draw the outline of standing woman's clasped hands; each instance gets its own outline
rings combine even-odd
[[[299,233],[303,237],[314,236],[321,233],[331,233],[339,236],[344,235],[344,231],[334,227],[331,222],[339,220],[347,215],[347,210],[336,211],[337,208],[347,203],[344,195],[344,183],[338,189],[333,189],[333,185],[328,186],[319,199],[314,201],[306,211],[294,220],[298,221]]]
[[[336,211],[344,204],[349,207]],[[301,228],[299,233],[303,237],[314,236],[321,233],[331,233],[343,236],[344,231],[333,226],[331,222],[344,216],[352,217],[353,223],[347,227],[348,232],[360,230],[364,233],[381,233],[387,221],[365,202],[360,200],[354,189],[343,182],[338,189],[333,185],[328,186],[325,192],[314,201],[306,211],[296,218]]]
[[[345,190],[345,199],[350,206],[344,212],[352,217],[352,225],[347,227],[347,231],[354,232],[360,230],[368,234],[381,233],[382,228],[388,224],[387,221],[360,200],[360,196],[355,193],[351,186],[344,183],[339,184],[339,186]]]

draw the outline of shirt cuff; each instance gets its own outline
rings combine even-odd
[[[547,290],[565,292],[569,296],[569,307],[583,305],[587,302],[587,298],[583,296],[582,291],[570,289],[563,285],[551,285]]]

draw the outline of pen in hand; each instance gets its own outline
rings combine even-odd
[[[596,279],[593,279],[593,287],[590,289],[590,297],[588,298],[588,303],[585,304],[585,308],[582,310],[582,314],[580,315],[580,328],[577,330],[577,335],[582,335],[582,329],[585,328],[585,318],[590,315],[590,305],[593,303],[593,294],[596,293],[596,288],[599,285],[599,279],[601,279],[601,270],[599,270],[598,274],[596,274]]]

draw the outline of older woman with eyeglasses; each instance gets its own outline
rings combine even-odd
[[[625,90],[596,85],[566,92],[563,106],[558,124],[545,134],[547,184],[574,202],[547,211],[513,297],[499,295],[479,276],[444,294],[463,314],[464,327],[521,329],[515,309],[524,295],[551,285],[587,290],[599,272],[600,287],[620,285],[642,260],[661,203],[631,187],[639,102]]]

### Directions
From the line containing "draw the outline of older" to the last line above, repeat every line exactly and nothing else.

### Response to this exercise
draw the outline of older woman with eyeglasses; each instance gets its own outline
rings combine even-odd
[[[625,90],[596,85],[566,92],[563,106],[558,124],[545,134],[547,184],[574,202],[547,211],[513,297],[499,295],[479,276],[444,294],[463,314],[464,327],[521,329],[515,309],[524,295],[551,285],[587,290],[599,272],[600,287],[620,285],[642,260],[661,203],[631,187],[639,102]]]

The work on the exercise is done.